What you need to do
In the data that follows, find the line containing "Check that every instance of the iron"; then quote that line and every line after it, exactly, through the last one.
[The data Boundary: Start]
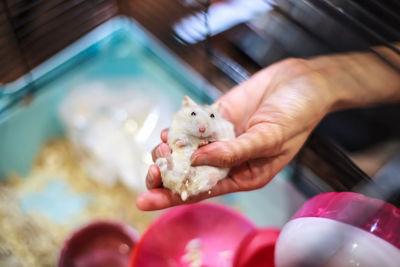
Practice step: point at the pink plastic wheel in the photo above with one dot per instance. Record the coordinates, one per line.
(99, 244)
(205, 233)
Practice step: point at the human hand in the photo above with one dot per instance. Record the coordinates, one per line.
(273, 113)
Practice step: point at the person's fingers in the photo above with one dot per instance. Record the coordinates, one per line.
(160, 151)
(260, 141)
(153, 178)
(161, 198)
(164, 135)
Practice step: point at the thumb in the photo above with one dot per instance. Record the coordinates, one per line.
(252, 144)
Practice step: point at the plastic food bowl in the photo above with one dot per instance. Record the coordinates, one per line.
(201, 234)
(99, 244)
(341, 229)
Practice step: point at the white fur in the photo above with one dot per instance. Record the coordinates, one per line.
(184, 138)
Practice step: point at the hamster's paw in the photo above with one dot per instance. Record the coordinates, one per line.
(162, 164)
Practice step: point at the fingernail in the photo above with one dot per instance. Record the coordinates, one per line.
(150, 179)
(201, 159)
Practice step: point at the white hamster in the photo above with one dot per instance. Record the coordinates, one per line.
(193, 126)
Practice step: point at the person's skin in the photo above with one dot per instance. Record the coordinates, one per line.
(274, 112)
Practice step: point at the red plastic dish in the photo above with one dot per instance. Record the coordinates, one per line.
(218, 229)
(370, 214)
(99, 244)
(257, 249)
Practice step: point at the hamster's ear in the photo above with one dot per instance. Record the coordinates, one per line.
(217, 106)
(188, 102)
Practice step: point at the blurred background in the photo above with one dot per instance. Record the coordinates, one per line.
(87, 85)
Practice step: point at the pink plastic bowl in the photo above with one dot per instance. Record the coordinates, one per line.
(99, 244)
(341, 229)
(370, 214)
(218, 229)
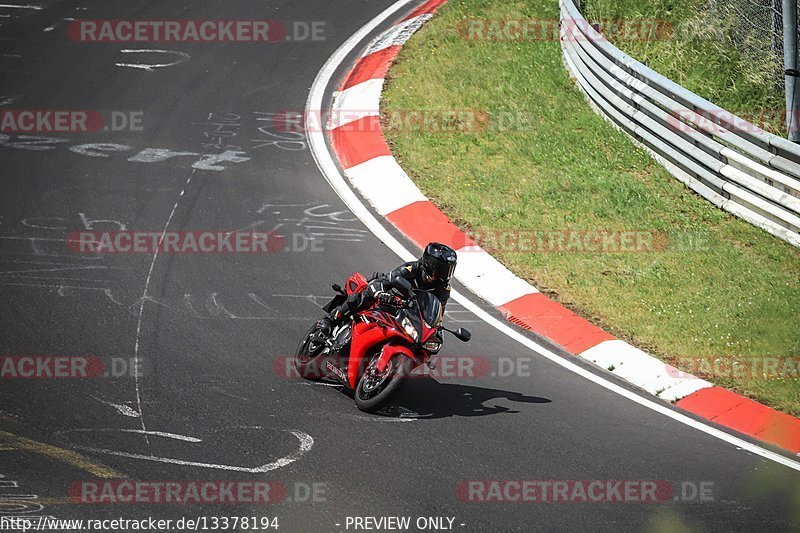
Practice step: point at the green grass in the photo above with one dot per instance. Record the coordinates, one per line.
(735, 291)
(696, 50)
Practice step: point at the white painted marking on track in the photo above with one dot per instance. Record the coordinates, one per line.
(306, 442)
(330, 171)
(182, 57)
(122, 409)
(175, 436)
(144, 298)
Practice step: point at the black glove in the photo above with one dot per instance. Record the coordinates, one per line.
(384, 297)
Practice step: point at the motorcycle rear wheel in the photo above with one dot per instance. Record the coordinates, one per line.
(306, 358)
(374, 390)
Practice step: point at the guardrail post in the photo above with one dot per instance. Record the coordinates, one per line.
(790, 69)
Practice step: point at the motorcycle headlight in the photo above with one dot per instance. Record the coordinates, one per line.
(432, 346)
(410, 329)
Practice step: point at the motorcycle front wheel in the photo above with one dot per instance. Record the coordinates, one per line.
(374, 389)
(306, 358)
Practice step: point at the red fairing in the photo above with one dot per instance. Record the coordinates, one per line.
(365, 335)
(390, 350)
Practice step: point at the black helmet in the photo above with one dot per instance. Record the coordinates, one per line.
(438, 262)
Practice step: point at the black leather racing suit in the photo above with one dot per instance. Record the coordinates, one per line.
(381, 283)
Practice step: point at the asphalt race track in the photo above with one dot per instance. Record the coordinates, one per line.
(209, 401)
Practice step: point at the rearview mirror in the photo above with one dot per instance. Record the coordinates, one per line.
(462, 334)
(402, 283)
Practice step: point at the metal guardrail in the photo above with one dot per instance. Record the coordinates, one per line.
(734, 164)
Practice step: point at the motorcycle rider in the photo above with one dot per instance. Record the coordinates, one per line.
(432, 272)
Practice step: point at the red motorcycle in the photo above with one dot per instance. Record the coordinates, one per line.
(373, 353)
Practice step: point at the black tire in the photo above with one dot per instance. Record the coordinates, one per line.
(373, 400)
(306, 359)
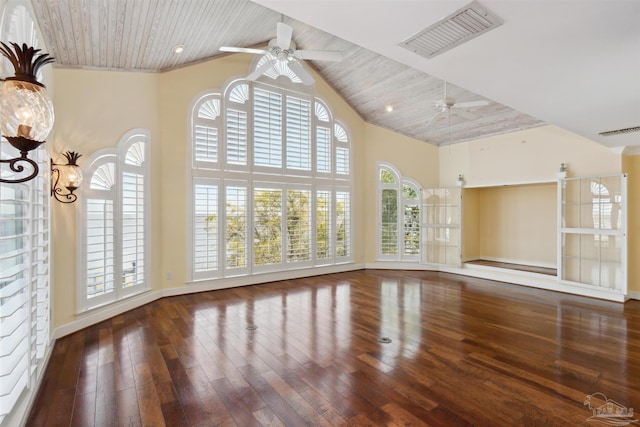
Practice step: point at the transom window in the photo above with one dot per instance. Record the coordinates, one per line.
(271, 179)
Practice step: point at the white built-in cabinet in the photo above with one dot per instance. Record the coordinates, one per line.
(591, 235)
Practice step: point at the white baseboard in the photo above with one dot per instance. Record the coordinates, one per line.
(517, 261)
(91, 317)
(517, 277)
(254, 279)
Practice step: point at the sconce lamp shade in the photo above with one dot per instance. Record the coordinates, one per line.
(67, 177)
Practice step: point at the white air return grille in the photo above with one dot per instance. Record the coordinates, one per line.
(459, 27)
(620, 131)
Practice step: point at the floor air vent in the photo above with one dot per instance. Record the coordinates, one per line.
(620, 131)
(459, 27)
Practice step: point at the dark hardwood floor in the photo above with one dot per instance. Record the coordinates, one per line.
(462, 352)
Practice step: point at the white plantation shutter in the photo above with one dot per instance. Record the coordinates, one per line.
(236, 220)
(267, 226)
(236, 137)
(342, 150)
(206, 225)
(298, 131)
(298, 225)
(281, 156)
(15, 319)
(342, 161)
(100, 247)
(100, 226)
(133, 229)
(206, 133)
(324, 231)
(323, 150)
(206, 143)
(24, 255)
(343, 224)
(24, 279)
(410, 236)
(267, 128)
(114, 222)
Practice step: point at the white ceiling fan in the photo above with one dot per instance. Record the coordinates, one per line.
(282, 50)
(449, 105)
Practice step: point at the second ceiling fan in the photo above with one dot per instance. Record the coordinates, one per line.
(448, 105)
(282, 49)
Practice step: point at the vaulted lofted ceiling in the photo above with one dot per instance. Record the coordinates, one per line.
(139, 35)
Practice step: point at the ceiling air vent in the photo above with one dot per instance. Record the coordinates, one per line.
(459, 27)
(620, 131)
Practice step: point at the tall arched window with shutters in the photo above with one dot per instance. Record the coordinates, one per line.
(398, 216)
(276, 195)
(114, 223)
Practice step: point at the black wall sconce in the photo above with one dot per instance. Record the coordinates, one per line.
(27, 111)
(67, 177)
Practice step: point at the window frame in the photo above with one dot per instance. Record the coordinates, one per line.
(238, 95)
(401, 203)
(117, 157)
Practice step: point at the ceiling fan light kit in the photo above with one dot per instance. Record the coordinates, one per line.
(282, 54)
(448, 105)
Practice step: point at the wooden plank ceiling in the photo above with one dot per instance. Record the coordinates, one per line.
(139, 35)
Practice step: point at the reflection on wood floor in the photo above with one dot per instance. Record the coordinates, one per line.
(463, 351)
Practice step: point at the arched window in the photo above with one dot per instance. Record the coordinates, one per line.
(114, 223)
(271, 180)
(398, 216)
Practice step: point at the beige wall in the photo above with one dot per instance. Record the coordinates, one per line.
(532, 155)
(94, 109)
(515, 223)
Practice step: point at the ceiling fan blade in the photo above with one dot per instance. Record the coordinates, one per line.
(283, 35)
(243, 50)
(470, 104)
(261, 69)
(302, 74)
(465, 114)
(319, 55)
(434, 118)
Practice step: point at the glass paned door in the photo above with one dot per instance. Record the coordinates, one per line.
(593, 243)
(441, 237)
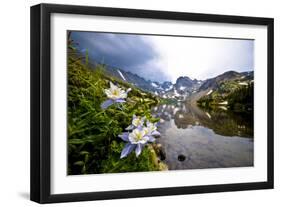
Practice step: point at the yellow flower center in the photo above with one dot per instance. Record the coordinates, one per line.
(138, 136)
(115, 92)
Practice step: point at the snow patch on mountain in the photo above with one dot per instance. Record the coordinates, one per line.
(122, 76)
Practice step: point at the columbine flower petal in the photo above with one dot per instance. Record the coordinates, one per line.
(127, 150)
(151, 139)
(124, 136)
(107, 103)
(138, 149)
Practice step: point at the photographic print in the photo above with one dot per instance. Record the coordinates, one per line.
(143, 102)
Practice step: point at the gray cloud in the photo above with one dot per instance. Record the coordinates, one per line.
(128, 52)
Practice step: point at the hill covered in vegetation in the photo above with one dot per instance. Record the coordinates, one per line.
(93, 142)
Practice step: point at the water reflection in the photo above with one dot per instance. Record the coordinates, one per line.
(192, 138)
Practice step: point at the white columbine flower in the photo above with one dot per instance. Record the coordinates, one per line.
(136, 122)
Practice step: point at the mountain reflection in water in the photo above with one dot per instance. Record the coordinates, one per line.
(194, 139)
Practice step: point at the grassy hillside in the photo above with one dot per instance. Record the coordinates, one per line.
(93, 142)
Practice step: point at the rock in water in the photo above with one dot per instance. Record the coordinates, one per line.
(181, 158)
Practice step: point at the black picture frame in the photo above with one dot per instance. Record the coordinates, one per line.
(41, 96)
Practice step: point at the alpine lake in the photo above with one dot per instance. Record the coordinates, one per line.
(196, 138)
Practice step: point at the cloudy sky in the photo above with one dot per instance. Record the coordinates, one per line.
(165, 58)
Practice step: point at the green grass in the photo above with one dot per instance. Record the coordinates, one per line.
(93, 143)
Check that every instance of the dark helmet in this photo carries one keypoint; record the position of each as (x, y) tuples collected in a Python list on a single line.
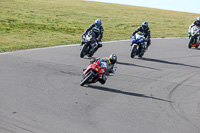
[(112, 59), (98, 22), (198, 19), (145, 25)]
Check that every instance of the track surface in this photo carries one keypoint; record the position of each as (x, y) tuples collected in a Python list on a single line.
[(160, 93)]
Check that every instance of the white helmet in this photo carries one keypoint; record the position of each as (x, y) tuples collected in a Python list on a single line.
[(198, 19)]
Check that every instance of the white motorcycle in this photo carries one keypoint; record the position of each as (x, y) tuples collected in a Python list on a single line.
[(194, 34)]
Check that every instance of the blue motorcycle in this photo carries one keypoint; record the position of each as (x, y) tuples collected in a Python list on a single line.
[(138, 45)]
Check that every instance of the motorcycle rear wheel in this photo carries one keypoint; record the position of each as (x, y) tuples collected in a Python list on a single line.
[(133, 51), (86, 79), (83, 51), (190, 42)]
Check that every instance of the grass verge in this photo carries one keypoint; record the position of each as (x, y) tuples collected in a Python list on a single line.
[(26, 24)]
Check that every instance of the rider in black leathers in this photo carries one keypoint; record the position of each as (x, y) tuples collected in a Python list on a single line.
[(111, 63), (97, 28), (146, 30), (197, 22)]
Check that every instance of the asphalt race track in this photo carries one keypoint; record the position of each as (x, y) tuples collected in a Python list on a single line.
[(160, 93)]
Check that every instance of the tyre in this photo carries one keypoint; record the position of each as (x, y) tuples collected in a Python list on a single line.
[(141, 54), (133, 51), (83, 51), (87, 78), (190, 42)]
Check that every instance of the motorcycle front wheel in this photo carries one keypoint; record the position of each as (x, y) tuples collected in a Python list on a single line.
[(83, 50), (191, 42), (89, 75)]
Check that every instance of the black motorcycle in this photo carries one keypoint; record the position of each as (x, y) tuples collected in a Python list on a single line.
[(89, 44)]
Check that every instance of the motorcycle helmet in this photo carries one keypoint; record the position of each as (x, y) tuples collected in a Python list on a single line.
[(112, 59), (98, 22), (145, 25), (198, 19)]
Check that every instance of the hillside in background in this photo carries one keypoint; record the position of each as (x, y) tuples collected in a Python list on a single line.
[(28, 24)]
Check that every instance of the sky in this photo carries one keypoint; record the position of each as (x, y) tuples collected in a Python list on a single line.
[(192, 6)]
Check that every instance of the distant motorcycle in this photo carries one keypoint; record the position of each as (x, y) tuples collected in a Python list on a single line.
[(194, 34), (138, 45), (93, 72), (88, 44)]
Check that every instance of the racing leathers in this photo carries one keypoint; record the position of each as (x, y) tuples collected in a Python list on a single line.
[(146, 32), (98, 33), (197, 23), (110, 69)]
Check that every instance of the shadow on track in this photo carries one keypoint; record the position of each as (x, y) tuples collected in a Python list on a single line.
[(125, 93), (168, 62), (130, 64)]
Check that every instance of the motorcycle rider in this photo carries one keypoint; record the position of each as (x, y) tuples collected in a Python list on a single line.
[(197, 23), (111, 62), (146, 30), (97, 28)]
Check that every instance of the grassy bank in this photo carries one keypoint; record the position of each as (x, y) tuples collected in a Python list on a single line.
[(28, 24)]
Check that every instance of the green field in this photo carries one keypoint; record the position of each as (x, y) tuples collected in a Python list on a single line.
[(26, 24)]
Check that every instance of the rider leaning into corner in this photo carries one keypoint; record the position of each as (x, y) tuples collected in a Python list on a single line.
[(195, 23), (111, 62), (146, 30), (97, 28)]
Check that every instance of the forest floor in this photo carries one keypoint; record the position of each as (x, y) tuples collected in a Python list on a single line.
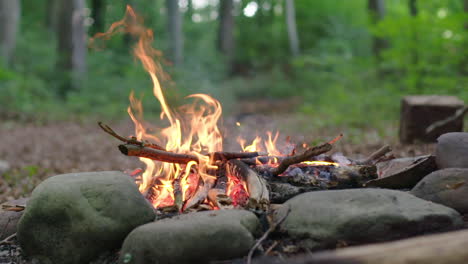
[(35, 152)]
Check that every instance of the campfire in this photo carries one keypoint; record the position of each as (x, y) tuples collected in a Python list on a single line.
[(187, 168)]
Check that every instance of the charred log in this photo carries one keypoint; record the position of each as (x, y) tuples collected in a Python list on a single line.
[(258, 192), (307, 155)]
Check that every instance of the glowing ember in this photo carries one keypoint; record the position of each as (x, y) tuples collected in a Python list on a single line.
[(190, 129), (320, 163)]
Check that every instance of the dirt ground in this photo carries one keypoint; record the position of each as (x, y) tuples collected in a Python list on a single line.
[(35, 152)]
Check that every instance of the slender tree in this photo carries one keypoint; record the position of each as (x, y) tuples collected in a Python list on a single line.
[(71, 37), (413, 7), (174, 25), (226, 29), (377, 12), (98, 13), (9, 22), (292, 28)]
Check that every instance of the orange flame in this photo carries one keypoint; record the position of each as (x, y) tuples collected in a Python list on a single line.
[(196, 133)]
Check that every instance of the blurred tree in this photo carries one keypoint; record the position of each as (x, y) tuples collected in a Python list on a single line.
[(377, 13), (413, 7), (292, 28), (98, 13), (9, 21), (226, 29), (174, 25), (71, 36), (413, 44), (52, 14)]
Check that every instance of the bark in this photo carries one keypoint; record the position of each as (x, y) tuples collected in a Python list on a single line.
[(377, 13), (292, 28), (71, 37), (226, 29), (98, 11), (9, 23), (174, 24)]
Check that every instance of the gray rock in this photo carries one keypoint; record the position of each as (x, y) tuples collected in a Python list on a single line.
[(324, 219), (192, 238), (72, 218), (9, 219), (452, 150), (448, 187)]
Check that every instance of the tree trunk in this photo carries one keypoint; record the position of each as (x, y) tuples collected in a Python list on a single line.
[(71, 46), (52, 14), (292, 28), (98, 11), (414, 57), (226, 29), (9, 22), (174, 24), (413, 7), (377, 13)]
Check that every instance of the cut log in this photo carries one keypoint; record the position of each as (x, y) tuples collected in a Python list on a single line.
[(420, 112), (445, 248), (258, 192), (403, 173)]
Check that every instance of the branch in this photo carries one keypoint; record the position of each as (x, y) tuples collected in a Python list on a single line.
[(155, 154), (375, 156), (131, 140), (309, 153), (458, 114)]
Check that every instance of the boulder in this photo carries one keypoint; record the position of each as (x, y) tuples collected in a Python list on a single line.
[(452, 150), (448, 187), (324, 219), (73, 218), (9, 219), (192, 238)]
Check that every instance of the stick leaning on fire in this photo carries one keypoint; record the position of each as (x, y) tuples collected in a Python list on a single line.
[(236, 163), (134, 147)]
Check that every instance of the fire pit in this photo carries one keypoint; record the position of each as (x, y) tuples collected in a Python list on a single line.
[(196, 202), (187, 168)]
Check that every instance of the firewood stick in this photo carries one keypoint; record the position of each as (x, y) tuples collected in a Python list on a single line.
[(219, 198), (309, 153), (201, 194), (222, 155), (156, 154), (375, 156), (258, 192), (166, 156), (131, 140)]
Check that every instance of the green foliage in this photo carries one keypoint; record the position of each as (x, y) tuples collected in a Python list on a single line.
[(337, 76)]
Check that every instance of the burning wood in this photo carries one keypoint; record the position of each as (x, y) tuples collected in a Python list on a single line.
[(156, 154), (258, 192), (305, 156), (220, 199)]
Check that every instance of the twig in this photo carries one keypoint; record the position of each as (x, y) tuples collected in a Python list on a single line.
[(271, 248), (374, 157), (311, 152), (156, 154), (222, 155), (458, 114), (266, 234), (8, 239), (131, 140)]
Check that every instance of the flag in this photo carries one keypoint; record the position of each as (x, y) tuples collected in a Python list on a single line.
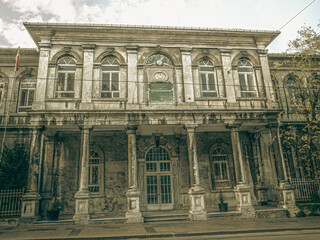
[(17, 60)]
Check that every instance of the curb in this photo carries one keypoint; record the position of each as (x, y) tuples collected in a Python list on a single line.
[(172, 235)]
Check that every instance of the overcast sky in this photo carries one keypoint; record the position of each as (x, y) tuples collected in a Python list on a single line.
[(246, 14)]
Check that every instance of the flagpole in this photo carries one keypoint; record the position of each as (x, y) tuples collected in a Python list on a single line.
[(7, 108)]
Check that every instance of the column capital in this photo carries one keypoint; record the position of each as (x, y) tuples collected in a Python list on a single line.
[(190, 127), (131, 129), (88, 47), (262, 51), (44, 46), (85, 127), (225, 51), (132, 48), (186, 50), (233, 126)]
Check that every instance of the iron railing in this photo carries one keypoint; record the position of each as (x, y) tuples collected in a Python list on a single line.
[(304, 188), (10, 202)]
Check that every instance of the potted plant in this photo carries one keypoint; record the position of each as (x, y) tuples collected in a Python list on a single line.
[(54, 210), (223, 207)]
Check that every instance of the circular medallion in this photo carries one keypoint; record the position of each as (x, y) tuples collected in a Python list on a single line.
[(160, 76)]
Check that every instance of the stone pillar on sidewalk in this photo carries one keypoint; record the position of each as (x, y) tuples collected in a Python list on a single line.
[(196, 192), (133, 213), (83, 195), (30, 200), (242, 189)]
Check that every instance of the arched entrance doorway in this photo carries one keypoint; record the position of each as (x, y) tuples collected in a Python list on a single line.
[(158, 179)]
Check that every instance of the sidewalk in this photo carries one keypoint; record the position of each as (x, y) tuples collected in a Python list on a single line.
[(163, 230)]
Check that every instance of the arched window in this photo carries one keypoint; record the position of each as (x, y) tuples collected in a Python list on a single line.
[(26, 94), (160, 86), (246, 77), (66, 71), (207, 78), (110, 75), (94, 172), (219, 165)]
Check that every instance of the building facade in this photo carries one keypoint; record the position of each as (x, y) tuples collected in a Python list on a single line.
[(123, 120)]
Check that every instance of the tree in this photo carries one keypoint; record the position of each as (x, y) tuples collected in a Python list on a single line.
[The data Boundary: End]
Solution to this task
Check that every instance of the iron railing in this photo carries one keypoint; record the position of each as (x, y) tuples collected in a Python list on a single line.
[(304, 188), (10, 202)]
Check that every instance of the potted plant in this photo carries one keypoint; record the position of each as (x, y) tuples collected in a Python list on a single line.
[(54, 210), (223, 207)]
Check that every instance of the circular medallion in this photo carries one keypoint; record the position of each as (x, y) tuples collected in a Python list on a single line.
[(160, 76)]
Check that every instance of the stone pillar on sidewalk in this photo carries one keypoint; record the position of each as (x, y) tuples collected in a Python list on a single line.
[(196, 192), (133, 213), (83, 195), (30, 200), (242, 189)]
Check that every instance of the arched entrance doorway in this photo carries one keypoint; record the position of each as (x, y) tuples collected in a Python list on a single line.
[(158, 179)]
Check that every instance of the sidewalk in this photo carries one keypoint; record the position of each as (x, y) tuples collected in a Python list on a single line.
[(163, 230)]
Check that every instance of the arched window in this photo carries one keypoint; record the position of each as (x, y) tuples collected in a Python list on a single line.
[(26, 94), (160, 86), (246, 77), (66, 71), (207, 78), (110, 75), (94, 172), (219, 165)]
Check that every instance of the building facade in this photo carries one keypoint; record the position of each as (x, y) tuples collected in a Python list on a single line.
[(123, 120)]
Check that every instance of the tree in this photo carries one keypoint; record the position of each as (x, y) tuples collected in a Python list on a single line.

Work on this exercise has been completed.